Please write out the records below again, changing every "positive clicks" to "include points" and leaving everything else as it is.

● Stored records
*-*-*
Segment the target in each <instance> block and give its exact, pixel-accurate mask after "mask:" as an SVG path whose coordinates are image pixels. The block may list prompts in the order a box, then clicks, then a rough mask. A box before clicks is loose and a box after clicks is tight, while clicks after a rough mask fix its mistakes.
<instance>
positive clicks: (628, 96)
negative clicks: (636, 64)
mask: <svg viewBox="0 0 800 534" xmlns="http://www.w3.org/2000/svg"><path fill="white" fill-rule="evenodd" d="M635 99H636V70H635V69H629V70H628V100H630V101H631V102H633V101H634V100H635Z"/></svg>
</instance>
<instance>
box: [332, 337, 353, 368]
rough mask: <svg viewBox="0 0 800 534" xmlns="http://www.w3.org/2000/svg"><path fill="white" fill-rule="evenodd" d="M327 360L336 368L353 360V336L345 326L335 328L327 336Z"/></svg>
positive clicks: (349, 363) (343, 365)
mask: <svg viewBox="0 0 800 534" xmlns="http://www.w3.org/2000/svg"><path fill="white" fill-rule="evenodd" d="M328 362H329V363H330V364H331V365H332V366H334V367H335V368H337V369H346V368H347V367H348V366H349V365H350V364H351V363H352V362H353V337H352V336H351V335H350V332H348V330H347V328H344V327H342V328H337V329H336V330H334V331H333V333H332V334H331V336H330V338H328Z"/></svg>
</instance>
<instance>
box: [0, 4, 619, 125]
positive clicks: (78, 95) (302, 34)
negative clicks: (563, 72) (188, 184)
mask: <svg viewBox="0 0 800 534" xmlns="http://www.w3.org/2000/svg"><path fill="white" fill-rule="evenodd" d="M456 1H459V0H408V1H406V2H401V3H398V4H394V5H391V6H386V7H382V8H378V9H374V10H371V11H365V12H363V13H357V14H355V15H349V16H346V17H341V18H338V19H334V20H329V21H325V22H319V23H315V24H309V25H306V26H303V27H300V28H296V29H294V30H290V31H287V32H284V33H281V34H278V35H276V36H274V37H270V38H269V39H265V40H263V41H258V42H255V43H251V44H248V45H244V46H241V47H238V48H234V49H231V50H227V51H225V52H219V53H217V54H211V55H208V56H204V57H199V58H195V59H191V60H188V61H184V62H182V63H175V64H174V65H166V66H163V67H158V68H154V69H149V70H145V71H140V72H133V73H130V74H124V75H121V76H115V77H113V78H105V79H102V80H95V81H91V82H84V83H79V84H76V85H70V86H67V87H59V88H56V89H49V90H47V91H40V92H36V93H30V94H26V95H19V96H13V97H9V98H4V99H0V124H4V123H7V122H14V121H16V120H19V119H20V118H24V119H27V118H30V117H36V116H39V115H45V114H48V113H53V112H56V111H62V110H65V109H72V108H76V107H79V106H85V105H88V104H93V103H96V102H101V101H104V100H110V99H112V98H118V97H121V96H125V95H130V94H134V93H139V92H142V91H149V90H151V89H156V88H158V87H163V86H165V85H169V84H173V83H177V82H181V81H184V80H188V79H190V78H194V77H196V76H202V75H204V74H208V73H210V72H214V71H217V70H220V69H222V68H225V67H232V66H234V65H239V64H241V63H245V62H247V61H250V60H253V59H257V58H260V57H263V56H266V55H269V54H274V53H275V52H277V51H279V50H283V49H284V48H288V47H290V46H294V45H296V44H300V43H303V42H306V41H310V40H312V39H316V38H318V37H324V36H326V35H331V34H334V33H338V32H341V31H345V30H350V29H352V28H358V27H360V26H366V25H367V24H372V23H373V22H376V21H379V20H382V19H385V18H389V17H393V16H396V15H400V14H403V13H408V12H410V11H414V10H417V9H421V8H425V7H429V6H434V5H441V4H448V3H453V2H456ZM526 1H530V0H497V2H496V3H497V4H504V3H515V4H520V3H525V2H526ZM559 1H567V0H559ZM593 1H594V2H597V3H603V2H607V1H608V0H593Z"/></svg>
*-*-*
● Answer box
Segment the target in each <instance> block and give its exact, pixel-accurate mask after "mask:" as an SVG path whose coordinates are image pixels. The block may list prompts in the order a box, then clicks, then a rough mask. A box before clicks is loose and a box after clicks is tight, while clicks after a rough mask fix its mistakes.
<instance>
include points: (628, 96)
negative clicks: (636, 64)
mask: <svg viewBox="0 0 800 534" xmlns="http://www.w3.org/2000/svg"><path fill="white" fill-rule="evenodd" d="M635 99H636V70H635V69H629V70H628V100H630V101H631V102H633V101H634V100H635Z"/></svg>
</instance>
<instance>
box: [332, 337, 353, 368]
rough mask: <svg viewBox="0 0 800 534" xmlns="http://www.w3.org/2000/svg"><path fill="white" fill-rule="evenodd" d="M327 360L336 368L353 360V336L345 326L335 328L327 336Z"/></svg>
include points: (349, 363) (343, 365)
mask: <svg viewBox="0 0 800 534" xmlns="http://www.w3.org/2000/svg"><path fill="white" fill-rule="evenodd" d="M328 362H329V363H330V364H331V365H332V366H334V367H335V368H337V369H346V368H347V367H348V366H349V365H350V364H351V363H352V362H353V337H352V336H351V335H350V332H348V330H347V328H344V327H342V328H337V329H336V330H334V331H333V333H332V334H331V336H330V338H328Z"/></svg>
</instance>
<instance>
box: [0, 4, 619, 125]
include points: (78, 95) (302, 34)
negative clicks: (563, 72) (188, 184)
mask: <svg viewBox="0 0 800 534" xmlns="http://www.w3.org/2000/svg"><path fill="white" fill-rule="evenodd" d="M456 1H459V0H408V1H406V2H401V3H398V4H394V5H391V6H386V7H382V8H378V9H374V10H371V11H365V12H363V13H357V14H355V15H349V16H346V17H341V18H338V19H334V20H329V21H325V22H319V23H315V24H309V25H306V26H303V27H300V28H296V29H294V30H290V31H287V32H284V33H281V34H278V35H276V36H274V37H270V38H269V39H265V40H263V41H258V42H255V43H251V44H248V45H244V46H241V47H238V48H234V49H231V50H227V51H225V52H219V53H217V54H211V55H208V56H204V57H199V58H195V59H191V60H188V61H184V62H182V63H175V64H174V65H166V66H163V67H158V68H154V69H149V70H145V71H140V72H133V73H130V74H124V75H121V76H115V77H113V78H105V79H102V80H95V81H91V82H84V83H79V84H76V85H70V86H67V87H59V88H56V89H49V90H47V91H40V92H36V93H30V94H26V95H19V96H13V97H9V98H4V99H0V124H4V123H7V122H14V121H16V120H19V119H20V118H24V119H27V118H30V117H36V116H39V115H45V114H48V113H53V112H56V111H62V110H65V109H72V108H76V107H79V106H85V105H88V104H93V103H96V102H101V101H104V100H110V99H112V98H118V97H121V96H125V95H130V94H134V93H139V92H142V91H149V90H151V89H156V88H158V87H163V86H165V85H169V84H173V83H177V82H181V81H184V80H188V79H190V78H194V77H196V76H202V75H204V74H208V73H210V72H214V71H217V70H220V69H222V68H225V67H232V66H234V65H239V64H241V63H245V62H247V61H250V60H253V59H257V58H260V57H263V56H266V55H269V54H274V53H275V52H277V51H279V50H283V49H284V48H288V47H290V46H294V45H296V44H300V43H303V42H306V41H310V40H312V39H316V38H318V37H324V36H326V35H331V34H334V33H338V32H341V31H345V30H350V29H352V28H358V27H360V26H366V25H367V24H372V23H373V22H376V21H379V20H382V19H385V18H389V17H393V16H396V15H400V14H403V13H408V12H410V11H414V10H417V9H421V8H425V7H429V6H434V5H441V4H448V3H453V2H456ZM526 1H530V0H497V2H496V3H497V4H504V3H515V4H520V3H525V2H526ZM559 1H567V0H559ZM593 1H594V2H597V3H603V2H607V1H608V0H593Z"/></svg>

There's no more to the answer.